What you should do: Pick out and copy every line in the items below that contains the string "queried". Letter case matters.

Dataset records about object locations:
## BEGIN

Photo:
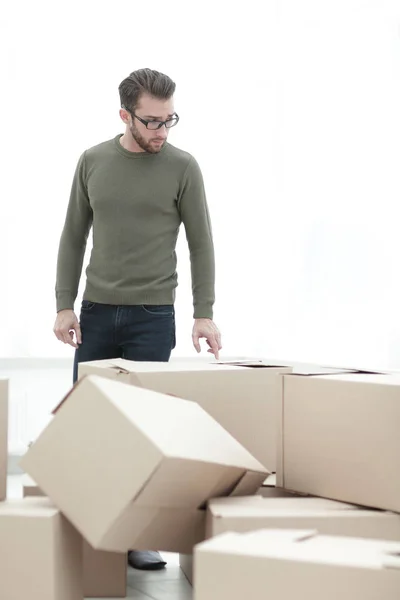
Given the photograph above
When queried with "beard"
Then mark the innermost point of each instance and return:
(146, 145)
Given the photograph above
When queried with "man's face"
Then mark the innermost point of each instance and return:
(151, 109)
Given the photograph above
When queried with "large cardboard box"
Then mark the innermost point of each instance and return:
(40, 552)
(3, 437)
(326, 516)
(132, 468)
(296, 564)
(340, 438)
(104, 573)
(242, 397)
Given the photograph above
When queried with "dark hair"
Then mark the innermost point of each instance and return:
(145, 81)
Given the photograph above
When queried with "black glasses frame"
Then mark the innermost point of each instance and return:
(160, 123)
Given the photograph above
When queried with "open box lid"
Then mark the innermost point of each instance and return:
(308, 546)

## END
## BEGIN

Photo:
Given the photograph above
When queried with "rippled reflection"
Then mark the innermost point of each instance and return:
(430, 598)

## END

The answer:
When queried with "beard"
When queried with "man's face"
When queried with "large cardboard box"
When queried with "dark hair"
When queried with "black glasses frame"
When queried with "open box lid"
When queried with "rippled reflection"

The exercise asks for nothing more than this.